SUPPLIED DATA:
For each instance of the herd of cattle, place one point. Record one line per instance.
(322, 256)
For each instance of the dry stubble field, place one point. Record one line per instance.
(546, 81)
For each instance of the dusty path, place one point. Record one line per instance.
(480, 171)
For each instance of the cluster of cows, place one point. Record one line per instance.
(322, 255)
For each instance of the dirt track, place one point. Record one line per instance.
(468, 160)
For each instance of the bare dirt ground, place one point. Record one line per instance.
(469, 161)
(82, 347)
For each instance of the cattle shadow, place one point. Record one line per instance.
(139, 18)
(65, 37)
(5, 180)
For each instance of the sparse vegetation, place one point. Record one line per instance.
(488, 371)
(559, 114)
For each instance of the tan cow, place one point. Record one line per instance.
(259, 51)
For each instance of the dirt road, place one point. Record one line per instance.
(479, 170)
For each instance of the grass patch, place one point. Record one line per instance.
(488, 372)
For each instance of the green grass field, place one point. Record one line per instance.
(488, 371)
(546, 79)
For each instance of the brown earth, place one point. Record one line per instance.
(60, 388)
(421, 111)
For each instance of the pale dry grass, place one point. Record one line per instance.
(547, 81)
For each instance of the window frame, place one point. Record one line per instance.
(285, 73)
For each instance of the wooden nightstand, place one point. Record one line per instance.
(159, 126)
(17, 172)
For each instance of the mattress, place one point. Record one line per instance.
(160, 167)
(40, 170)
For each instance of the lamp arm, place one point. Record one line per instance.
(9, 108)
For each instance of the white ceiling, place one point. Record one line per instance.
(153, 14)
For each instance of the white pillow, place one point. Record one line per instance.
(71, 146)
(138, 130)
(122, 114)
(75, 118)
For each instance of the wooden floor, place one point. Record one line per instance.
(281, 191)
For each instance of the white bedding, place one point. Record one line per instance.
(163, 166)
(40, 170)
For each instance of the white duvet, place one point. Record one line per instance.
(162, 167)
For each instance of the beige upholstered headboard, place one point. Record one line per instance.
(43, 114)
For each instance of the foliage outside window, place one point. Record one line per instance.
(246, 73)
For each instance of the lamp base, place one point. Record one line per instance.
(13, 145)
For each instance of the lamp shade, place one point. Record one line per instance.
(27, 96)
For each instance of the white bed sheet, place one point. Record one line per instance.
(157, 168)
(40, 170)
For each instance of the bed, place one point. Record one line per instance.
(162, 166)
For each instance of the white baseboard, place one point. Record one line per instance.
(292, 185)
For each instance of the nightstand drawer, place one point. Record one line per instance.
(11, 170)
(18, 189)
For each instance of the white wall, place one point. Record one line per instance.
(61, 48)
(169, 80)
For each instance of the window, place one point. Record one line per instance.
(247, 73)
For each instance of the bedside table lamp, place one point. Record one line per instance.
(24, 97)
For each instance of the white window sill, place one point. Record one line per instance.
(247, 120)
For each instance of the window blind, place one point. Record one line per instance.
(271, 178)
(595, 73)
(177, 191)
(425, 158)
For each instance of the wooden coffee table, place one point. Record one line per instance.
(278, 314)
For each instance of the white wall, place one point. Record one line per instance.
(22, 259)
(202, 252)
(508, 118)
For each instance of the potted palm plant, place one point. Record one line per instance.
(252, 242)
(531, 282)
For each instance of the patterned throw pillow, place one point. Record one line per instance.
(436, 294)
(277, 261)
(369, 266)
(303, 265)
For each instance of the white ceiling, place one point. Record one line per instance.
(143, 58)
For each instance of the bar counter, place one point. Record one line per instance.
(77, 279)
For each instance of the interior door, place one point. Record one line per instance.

EXERCISE AIM:
Reproduce everything from the line containing "For each instance of the window blind, place" down to the end of the material, both ends included, with each request kept as is and each point's coordinates multiplied by 1.4 and rounded to whole numbers, halves going up.

RESPONSE TO THIS EXERCISE:
For each instance of the window blind, place one point. Record one line per instance.
(379, 249)
(833, 102)
(248, 267)
(595, 221)
For each instance of the wooden coffee table, place one point. Record one line per instance.
(389, 440)
For each instance of the white wall, place one point. Record one line per instance.
(31, 363)
(283, 353)
(711, 165)
For each instance of the potted palm plant, place one point. Record one line per instance.
(353, 339)
(743, 395)
For each instance of the patterned throw pillow, place one point. Record one line per instance.
(610, 412)
(388, 365)
(517, 372)
(424, 371)
For each instance of the white ceiling, place one point. Record one line per instance.
(200, 81)
For each instance of the bar counter, place one point. Record one line per instance.
(108, 391)
For each instance of the interior door, place one point. Record one line per instance.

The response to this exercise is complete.